--- EXTRACTED TEXT Enclosed Below ---
Homework 3 - Evolutionary Computation Fundamentals

Due Tuesday, March 9, 2021

1. Motivation

Mutation is one of the two primary mechanisms through which evolutionary computation (EC) explores search spaces. (The other is crossover.) Mutation works by introducing into the population allele variants that might not already be present. As noted in class, mutation can be used for local search, global search, or both. How these processes work individually and together to explore a search space should be understood in order to use them effectively in EC systems.

2. Goal

The goal of this assignment is to give you experience with a mutation-only EC system for either local or global search, or both.

3. Assignment

Assume that you have a two-dimensional search space of real values ranging from −100.0 to +100.0. This will be explored using a generational EC system with a population of 100 individuals, each with a single chromosome consisting of two genes, one for each dimension of the search space, where each gene is a single floating point value. In the initial population P(0), each allele of each individual is randomly initialized from a uniform distribution over the entire allowable range. In each subsequent generation, each population member is selected once for reproduction.

This basic setup will be explored with three variants — local search only, global search only, and local and global search together. You must use the same initial population for each variant. In all variants, the population reproduces using only cloning (that is, with no crossover) and all variation from generation to generation comes from mutation.

Part 1 — Local Search Only

Determine and implement an appropriate mutation mechanism for local search (e.g., additive, replacing) incuding distribution type and parameters for searching primarily in the neighborhood of the parent individual. (I'll leave it to you to determine what it means to be "primarily in the neighborhood of the parent individual," but you should aim to demonstrate much different exploratory behavior for local and global search.)

Complete the following exercises:
  1. Describe the mutation mechanism and parameters chosen.
--- End of Enclosed EXTRACTED TEXT ---
» DESCRIPTION OF THE TASK
Continue the homework assignment on mutation-only evolutionary computation from its last line.
--- GIVEN ENTRIES Enclosed Below ---
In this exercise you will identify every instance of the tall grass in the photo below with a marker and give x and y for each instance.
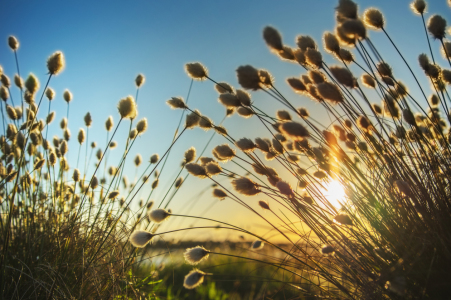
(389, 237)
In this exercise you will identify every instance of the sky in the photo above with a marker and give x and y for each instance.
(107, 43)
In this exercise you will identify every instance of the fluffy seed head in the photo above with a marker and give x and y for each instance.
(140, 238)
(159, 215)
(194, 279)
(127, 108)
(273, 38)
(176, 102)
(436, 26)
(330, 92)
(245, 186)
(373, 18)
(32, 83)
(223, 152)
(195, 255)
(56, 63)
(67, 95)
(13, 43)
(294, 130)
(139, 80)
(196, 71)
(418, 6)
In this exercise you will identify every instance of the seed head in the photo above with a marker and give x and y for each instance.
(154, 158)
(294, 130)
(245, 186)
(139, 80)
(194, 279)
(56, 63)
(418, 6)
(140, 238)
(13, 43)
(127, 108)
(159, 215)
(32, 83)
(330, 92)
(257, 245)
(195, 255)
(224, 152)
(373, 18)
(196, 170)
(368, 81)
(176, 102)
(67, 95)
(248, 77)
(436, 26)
--- End of Enclosed GIVEN ENTRIES ---
--- GIVEN ENTRIES Enclosed Below ---
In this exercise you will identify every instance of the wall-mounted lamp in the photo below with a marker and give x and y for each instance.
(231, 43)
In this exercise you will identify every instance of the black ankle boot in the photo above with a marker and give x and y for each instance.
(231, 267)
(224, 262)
--- End of Enclosed GIVEN ENTRIES ---
» OUTPUT FOR THIS TASK
  2. Plot the cumulative search space explored at the following generations:
    1. P(0)
    2. P(1)
    3. P(10)
    4. P(100)
    5. P(1000)
  3. Describe the change in the distribution over generations.

Part 2 — Global Search Only

Determine and implement an appropriate mutation mechanism for global search (e.g., additive, replacing) incuding distribution type and parameters for searching throughout the whole search space. (Again, you should aim to demonstrate much different exploratory behavior for local and global search.)

Complete the following exercises:
  1. Describe the mutation mechanism and parameters chosen.
  2. Plot the cumulative search space explored at the following generations:
    1. P(0)
    2. P(1)
    3. P(10)
    4. P(100)
    5. P(1000)
  3. Describe the change in the distribution over generations.

Part 3 — Local and Global Search

On a single population, use both the local and global search mechanisms that you previously implemented.

Complete the following exercises:
  1. Plot the cumulative search space explored at the following generations:
    1. P(0)
    2. P(1)
    3. P(10)
    4. P(100)
    5. P(1000)
  2. Describe the change in the distribution over generations.

4. What to Turn In

Turn in to the appropriate dropbox in Canvas a machine-readable electronic copy of your answers to the exercises for this assignment, as well as all code used to generate and plot the data and instructions for the use of the code.